(Coordinate annotation entries)
------------------------------------------------------------
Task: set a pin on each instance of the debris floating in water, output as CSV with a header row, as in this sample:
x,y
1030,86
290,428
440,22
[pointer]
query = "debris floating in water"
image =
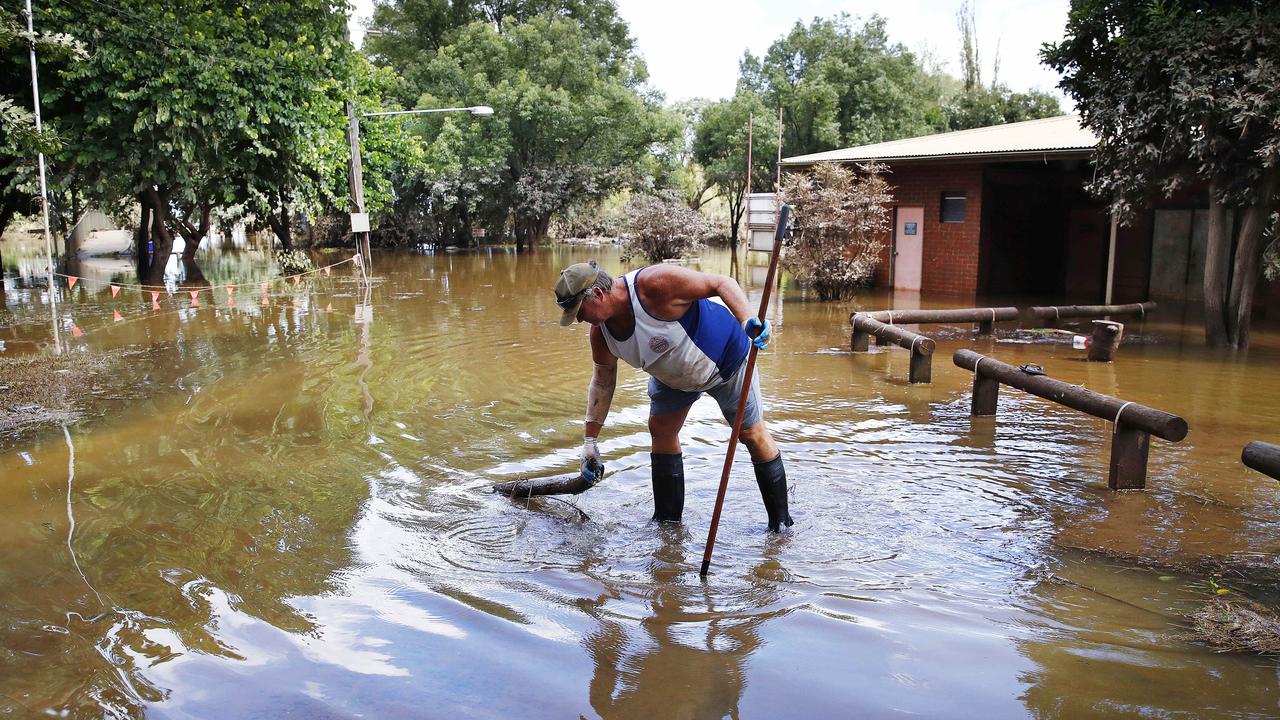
------------------------------------------------------------
DO THIS: Reproduce all of the material above line for line without any changes, leaving the pictures out of your answer.

SOLUTION FOR THIS EXERCISE:
Task: set a pin on each instance of the debris floating in water, output as CSV with a header row, as in this sample:
x,y
1030,86
290,428
440,22
[pointer]
query = "debris floating in water"
image =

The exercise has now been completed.